* EXERCISE DESCRIPTION
Show every line in the records below that contains the word "yellow", copying each one whole. Match case exactly.
* Start DATA FOR THIS EXERCISE *
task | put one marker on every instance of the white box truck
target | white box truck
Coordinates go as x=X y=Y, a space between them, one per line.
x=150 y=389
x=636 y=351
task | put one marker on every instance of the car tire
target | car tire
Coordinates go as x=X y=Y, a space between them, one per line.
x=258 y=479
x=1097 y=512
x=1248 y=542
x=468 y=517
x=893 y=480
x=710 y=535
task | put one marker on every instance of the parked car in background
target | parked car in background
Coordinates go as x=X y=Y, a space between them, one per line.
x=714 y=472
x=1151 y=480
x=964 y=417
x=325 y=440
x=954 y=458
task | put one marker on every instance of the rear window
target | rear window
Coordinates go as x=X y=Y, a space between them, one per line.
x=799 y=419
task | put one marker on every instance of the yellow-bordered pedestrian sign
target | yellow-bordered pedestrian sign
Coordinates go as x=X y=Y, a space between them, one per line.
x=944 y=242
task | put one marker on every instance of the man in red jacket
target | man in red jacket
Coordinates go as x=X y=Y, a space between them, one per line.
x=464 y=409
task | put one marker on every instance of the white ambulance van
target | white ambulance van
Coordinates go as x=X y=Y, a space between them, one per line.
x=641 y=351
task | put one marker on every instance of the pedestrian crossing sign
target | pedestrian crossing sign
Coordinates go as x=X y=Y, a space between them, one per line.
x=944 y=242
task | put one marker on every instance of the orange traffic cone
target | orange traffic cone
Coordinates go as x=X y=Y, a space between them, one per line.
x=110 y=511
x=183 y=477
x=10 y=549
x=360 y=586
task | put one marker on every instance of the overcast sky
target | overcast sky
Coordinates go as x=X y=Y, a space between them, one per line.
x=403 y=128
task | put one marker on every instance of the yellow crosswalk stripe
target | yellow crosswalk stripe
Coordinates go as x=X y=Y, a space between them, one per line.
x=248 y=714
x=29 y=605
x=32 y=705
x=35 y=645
* End DATA FOR THIS EXERCISE *
* Start DATA FOR THIS EXERCISE *
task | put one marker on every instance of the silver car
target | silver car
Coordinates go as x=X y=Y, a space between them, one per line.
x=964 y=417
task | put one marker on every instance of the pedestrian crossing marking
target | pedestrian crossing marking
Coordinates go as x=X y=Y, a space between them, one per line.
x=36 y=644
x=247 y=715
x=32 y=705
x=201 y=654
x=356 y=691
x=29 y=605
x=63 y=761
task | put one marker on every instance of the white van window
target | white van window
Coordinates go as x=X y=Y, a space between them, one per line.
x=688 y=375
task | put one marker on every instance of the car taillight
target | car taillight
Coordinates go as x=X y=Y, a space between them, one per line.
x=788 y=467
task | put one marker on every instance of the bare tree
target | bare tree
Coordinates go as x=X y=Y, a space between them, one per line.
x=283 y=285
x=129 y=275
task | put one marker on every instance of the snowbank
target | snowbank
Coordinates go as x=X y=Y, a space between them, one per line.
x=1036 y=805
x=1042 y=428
* End DATA FOR THIS EXERCISE *
* RESULT
task | put one marker on every instance of the yellow-bordered pedestrian sign
target | yellow-bordered pedestrian sign
task | put one marker on every instance of the yellow crosswalk stripe
target | yellow crosswalk stripe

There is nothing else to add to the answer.